Exercise description: Return the records exactly, from the first line through the "positive clicks: (647, 355)" line.

Material for the task:
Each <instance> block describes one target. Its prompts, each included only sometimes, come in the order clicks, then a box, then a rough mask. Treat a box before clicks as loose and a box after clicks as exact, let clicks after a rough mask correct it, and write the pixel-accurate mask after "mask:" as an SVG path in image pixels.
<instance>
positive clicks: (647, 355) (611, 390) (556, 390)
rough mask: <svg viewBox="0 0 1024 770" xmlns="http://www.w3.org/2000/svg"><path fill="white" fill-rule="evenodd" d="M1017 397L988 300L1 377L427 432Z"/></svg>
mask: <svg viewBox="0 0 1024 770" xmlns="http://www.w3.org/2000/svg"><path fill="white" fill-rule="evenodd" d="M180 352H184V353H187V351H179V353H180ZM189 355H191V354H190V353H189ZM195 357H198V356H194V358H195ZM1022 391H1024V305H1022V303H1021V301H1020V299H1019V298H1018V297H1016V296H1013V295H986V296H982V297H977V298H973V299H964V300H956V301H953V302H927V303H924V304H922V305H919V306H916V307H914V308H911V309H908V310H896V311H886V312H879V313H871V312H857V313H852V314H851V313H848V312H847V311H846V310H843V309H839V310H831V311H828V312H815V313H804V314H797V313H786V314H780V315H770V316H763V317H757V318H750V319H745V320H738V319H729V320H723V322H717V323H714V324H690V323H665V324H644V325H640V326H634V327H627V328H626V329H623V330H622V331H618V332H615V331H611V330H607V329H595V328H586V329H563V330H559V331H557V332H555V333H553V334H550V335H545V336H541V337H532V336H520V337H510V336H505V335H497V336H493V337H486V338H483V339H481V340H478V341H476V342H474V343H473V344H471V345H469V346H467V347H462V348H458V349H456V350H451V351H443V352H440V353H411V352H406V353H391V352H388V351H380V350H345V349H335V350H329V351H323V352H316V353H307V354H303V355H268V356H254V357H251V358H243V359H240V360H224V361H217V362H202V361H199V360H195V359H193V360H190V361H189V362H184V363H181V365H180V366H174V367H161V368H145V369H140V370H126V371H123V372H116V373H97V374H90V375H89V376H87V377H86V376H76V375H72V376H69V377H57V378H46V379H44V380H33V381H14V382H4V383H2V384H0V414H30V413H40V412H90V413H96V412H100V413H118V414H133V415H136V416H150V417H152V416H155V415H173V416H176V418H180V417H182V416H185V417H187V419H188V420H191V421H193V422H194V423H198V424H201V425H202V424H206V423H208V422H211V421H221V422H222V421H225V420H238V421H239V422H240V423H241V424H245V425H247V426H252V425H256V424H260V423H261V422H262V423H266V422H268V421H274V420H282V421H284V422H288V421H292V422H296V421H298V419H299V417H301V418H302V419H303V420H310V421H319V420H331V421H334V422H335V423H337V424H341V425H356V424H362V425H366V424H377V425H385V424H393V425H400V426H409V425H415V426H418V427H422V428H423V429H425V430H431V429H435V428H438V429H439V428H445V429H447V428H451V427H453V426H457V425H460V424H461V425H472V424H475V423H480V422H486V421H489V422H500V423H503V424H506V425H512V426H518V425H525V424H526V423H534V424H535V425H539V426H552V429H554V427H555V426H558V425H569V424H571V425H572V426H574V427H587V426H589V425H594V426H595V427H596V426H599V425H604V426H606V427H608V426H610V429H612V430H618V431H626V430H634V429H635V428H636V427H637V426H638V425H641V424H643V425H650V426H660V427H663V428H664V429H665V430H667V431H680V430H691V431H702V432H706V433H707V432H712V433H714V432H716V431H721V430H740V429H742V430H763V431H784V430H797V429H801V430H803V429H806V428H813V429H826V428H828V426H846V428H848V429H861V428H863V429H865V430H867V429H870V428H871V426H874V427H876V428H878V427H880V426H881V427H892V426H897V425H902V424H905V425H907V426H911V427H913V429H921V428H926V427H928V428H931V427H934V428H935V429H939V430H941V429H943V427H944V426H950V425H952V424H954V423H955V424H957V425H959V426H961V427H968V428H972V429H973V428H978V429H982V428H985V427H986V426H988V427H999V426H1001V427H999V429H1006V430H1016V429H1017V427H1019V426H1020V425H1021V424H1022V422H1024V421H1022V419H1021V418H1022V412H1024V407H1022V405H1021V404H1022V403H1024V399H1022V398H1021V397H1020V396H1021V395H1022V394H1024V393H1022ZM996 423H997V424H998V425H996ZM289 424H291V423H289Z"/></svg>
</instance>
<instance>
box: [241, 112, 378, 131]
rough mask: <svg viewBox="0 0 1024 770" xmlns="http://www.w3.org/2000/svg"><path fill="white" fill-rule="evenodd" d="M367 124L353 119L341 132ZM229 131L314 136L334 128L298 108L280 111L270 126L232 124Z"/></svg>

Answer for this exercise:
Each <instance> block describes one target. Its prompts, each included only sometimes, come in the order clicks, then a box, then a rough mask. Treat a box before clicks as loose and a box after clicks as exact, let clicks after a rough mask correct it, and write the pixel-accurate mask after "mask:" as an SVG path in image pixels.
<instance>
positive clicks: (647, 355) (611, 390) (556, 390)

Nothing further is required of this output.